● **Your assignment**:
Copy out the listing below exactly, please, and skip any pictures.

● **Material supplied**:
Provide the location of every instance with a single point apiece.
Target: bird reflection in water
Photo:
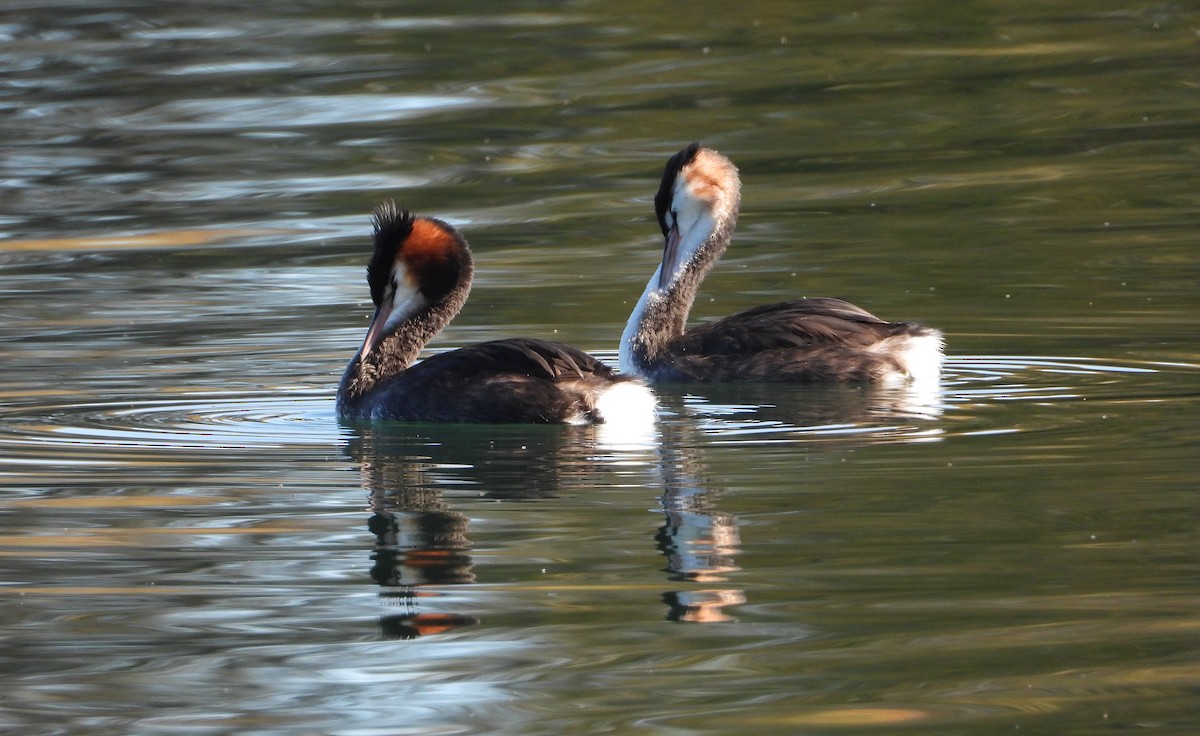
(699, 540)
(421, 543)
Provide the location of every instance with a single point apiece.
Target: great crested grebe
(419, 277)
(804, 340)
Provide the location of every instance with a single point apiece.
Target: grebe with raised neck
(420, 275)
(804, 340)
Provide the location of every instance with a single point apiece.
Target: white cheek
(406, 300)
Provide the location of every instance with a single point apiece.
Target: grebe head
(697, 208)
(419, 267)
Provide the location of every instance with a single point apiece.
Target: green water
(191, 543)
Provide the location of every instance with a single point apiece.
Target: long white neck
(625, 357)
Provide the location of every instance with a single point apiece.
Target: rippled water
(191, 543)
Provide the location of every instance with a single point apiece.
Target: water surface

● **Answer space**:
Provide the location of every instance with a single point apiece.
Target: bird reflection in water
Photo:
(699, 540)
(421, 543)
Provide the location of every instance with a single point apiece.
Target: great crested grebe
(419, 277)
(804, 340)
Provide the location of every instance with a single point apiece.
Target: grebe with raised neck
(420, 275)
(804, 340)
Provide the location of every instance with a single point apiece.
Target: white cheek
(406, 300)
Provide the location of every instance with a single point apiece.
Target: grebe head
(697, 208)
(419, 267)
Provide the location of every instance with a single point apiece.
Target: green water
(191, 543)
Provide the location of every instance with a single point apiece.
Target: long white neck
(625, 357)
Provide the location of every instance with a single point apiece.
Target: rippled water
(191, 543)
Provide the location of every instance with a single point apiece.
Target: water surface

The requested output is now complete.